[Dataset entries]
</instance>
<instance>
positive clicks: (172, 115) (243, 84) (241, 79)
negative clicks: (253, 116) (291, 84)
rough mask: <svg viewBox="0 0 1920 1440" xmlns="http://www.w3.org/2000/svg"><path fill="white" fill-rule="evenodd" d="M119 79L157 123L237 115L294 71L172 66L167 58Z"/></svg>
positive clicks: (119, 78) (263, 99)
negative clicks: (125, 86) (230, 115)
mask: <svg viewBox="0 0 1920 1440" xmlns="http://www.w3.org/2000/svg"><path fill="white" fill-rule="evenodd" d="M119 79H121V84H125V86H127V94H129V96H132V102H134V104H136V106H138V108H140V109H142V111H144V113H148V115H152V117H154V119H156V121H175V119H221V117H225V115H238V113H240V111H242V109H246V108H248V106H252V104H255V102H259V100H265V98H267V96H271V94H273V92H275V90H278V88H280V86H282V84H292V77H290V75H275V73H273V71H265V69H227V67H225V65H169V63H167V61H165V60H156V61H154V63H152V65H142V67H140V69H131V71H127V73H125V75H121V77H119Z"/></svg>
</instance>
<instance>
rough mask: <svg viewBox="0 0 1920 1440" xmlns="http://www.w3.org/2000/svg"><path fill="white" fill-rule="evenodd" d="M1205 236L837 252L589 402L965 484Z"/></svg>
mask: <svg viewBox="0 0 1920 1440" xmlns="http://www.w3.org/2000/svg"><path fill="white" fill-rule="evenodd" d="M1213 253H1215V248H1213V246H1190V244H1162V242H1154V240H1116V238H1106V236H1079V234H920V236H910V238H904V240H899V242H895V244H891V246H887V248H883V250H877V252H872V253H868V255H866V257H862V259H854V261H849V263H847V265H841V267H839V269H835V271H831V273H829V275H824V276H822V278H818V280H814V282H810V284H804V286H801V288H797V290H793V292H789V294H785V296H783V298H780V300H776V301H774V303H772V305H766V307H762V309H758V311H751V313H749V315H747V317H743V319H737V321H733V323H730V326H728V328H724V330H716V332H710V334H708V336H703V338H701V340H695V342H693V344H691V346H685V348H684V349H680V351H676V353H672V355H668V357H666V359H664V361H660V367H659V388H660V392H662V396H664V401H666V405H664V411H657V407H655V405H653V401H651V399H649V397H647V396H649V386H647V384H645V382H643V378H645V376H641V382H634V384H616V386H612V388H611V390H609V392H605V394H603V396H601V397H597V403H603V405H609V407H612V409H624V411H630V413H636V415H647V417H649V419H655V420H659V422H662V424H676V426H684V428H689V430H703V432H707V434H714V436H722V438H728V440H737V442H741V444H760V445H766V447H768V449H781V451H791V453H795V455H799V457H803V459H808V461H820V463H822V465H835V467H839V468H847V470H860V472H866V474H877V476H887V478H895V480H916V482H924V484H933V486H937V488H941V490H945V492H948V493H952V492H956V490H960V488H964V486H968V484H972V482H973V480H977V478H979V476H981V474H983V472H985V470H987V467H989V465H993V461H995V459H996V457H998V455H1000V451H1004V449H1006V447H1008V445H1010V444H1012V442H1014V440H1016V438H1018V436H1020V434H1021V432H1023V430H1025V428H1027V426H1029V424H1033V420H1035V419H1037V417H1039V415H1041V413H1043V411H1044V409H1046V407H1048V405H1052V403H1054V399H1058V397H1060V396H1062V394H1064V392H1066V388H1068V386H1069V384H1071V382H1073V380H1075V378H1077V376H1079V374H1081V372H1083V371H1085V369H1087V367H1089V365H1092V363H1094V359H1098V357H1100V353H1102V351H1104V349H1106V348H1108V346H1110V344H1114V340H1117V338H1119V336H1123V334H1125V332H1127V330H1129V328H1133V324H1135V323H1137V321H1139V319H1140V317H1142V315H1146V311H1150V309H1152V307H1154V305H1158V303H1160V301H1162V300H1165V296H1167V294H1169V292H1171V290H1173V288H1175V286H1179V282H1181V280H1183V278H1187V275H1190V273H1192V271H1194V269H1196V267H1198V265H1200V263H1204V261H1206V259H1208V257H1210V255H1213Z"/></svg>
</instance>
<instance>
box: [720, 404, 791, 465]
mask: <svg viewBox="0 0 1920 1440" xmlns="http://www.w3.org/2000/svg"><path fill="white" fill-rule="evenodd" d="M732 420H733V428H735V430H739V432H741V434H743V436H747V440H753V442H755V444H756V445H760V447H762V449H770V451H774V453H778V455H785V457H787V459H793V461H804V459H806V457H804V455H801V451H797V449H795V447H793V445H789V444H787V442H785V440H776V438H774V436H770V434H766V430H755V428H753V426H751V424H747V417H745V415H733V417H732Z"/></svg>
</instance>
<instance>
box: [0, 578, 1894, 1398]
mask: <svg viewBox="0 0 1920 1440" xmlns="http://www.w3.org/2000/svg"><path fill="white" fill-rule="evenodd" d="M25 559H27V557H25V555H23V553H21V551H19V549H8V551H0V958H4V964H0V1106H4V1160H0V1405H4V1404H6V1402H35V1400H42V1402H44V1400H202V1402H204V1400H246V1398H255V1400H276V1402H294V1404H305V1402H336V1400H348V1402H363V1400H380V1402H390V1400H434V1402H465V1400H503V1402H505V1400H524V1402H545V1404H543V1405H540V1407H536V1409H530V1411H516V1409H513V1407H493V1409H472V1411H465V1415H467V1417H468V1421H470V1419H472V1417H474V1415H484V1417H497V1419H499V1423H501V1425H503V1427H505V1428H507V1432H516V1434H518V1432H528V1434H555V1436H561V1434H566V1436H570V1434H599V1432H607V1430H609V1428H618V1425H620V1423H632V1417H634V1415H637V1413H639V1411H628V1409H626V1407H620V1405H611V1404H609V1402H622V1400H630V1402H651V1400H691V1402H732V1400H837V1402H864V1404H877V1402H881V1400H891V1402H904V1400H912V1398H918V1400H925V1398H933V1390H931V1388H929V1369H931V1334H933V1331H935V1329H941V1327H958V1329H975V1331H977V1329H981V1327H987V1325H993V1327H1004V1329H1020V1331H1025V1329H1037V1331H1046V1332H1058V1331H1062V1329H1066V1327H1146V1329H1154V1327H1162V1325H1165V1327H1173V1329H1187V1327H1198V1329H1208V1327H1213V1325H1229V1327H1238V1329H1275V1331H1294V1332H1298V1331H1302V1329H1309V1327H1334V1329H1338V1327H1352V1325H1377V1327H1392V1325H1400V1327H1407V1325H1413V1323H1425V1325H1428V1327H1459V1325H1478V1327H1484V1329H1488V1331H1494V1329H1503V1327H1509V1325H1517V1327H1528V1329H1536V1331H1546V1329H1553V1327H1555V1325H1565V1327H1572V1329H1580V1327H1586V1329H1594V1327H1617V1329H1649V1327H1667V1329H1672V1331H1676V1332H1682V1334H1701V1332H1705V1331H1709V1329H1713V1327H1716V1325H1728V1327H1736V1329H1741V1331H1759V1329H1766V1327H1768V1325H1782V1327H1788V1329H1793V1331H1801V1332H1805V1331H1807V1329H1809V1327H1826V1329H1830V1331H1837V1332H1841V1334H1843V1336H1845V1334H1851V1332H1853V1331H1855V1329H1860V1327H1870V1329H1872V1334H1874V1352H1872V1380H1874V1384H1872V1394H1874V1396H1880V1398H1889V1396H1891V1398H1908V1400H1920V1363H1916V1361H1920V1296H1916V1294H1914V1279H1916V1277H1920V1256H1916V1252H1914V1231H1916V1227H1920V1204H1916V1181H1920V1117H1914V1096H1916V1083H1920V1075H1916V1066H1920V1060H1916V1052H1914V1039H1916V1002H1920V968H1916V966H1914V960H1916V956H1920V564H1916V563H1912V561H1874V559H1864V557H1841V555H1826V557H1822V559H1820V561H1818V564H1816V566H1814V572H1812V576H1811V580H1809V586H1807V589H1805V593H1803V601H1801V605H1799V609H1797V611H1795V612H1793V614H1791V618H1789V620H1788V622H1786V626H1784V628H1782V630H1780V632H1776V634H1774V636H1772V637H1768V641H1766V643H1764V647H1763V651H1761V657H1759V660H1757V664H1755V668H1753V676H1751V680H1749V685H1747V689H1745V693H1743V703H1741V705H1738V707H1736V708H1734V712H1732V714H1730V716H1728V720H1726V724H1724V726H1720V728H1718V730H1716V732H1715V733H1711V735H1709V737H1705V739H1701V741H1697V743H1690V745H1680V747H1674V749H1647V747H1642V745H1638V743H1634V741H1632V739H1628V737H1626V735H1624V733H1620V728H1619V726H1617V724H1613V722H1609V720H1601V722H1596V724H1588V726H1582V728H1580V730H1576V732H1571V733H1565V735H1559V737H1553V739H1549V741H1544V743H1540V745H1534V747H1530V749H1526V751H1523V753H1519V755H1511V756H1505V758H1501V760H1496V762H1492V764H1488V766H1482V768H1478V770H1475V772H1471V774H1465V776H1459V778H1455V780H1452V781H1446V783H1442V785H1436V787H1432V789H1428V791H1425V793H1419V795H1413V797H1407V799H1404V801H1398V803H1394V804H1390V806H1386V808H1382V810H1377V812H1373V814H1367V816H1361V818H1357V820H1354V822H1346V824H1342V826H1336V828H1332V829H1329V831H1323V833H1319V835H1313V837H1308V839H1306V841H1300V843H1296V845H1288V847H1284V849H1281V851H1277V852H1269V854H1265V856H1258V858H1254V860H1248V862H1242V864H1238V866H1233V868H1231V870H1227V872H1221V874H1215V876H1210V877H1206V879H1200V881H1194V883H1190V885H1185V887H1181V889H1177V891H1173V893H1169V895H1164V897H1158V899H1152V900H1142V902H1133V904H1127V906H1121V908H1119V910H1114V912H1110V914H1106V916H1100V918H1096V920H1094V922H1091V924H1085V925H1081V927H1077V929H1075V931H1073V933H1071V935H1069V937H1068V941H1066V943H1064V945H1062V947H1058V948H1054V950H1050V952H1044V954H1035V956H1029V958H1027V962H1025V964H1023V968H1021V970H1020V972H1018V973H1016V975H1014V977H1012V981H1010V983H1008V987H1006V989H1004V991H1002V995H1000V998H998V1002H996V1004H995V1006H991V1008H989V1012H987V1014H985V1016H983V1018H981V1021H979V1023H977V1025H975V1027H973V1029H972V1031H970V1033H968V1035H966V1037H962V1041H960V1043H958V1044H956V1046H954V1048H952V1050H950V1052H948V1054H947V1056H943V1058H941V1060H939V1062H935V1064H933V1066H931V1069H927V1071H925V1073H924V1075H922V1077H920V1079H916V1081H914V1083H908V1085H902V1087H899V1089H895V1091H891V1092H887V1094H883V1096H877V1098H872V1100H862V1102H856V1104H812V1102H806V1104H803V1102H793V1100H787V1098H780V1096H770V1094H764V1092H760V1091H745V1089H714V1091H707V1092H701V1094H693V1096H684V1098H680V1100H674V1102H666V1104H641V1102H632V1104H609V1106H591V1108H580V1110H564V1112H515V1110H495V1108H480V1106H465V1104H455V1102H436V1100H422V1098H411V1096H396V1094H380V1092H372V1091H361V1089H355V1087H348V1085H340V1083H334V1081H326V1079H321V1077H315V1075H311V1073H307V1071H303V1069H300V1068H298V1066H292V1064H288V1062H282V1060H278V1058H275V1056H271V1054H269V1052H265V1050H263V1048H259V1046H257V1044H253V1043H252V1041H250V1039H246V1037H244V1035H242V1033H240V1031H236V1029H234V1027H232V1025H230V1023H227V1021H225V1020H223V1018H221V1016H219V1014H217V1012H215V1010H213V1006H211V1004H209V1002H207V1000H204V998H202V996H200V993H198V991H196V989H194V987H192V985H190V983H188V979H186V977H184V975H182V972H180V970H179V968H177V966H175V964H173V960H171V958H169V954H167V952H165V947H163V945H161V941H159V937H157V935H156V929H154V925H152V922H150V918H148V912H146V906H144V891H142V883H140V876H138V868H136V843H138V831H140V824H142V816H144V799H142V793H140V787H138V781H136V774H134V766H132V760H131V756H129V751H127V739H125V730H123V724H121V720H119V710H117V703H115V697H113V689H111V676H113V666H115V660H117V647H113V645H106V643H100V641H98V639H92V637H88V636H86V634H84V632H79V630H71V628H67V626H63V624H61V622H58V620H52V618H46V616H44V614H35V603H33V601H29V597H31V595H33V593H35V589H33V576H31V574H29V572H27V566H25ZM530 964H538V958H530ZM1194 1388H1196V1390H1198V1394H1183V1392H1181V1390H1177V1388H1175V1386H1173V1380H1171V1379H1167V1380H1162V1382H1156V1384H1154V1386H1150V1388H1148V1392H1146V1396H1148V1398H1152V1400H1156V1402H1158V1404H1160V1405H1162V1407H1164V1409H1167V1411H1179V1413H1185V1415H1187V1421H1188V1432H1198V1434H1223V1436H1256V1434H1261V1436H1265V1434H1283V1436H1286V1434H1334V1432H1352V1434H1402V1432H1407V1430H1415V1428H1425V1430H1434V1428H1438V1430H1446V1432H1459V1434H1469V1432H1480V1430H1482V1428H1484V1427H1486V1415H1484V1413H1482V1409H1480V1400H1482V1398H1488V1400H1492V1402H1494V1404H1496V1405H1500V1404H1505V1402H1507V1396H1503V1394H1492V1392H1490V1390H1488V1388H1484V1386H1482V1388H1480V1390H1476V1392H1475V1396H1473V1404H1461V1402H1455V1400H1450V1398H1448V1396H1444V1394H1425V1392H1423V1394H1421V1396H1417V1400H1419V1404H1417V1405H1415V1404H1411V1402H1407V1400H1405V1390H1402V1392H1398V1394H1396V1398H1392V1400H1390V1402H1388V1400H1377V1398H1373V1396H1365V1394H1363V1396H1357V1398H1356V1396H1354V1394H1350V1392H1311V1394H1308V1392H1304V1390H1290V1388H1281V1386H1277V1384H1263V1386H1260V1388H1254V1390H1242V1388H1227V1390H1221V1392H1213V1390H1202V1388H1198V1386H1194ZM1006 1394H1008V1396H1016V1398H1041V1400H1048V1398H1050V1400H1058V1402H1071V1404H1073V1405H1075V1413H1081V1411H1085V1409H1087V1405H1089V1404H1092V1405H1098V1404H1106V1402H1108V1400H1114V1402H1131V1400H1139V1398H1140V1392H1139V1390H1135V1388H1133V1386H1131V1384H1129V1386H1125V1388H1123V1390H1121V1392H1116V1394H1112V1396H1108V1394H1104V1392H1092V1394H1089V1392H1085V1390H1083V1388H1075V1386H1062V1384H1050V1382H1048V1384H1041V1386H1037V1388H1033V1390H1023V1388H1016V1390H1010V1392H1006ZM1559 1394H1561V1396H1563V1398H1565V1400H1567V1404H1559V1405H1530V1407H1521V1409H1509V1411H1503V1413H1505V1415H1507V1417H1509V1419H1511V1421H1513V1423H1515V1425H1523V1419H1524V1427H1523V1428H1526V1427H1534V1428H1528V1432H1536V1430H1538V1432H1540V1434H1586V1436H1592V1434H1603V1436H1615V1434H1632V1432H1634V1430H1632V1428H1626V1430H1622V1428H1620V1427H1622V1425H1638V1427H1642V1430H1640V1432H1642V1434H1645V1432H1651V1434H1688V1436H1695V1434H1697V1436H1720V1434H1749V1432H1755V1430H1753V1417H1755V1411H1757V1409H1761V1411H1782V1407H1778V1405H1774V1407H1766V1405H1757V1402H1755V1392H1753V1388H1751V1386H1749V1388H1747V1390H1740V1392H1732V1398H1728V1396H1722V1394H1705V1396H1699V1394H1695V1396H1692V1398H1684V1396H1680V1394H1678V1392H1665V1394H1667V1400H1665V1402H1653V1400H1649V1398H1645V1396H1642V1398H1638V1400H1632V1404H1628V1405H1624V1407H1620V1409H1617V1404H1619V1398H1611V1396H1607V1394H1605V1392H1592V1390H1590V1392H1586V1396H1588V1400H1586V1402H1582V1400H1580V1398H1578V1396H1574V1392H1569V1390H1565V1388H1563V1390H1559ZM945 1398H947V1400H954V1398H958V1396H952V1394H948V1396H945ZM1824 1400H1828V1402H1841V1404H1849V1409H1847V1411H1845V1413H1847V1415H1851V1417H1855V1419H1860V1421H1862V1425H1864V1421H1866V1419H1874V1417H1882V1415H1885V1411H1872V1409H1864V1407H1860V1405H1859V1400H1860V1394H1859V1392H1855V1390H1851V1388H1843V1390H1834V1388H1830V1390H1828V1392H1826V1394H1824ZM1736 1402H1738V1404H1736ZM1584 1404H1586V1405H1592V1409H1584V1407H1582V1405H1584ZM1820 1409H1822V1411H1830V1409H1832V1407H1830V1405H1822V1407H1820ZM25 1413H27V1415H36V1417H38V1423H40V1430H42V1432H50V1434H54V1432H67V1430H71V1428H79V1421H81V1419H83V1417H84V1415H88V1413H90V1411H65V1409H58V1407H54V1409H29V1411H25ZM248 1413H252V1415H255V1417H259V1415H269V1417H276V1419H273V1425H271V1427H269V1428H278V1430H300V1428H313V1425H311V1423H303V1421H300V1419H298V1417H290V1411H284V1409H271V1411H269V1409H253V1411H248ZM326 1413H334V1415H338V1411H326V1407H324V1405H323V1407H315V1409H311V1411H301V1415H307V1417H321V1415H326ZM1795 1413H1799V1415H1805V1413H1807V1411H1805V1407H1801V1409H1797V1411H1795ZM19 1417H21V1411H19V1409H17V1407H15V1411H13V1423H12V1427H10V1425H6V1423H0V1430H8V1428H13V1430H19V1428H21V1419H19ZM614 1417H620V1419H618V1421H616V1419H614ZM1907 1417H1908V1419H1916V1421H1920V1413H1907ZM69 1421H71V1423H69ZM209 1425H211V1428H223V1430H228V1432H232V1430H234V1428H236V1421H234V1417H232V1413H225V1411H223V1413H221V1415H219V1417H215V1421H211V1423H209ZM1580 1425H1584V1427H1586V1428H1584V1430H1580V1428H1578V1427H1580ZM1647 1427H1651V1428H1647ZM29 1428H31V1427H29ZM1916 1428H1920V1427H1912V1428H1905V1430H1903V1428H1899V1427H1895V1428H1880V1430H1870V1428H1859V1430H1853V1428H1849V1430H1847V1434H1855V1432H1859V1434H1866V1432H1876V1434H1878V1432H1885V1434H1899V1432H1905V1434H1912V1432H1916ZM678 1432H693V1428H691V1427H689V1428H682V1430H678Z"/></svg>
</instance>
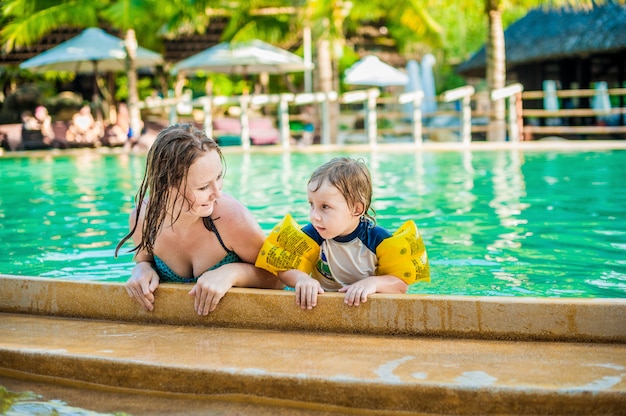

* Exercise aim: Within the data above, the lines from the one with "positive clicks: (172, 115)" to the one with "positive clicks: (119, 78) (263, 99)" must be repeated exactly; no other line belongs in the answer.

* Answer section:
positive clicks: (172, 115) (243, 84) (241, 79)
negative clicks: (253, 116) (291, 84)
rough mask: <svg viewBox="0 0 1920 1440" xmlns="http://www.w3.org/2000/svg"><path fill="white" fill-rule="evenodd" d="M119 79L157 123L237 115L294 71L172 66L167 58Z"/></svg>
positive clicks: (119, 78) (263, 99)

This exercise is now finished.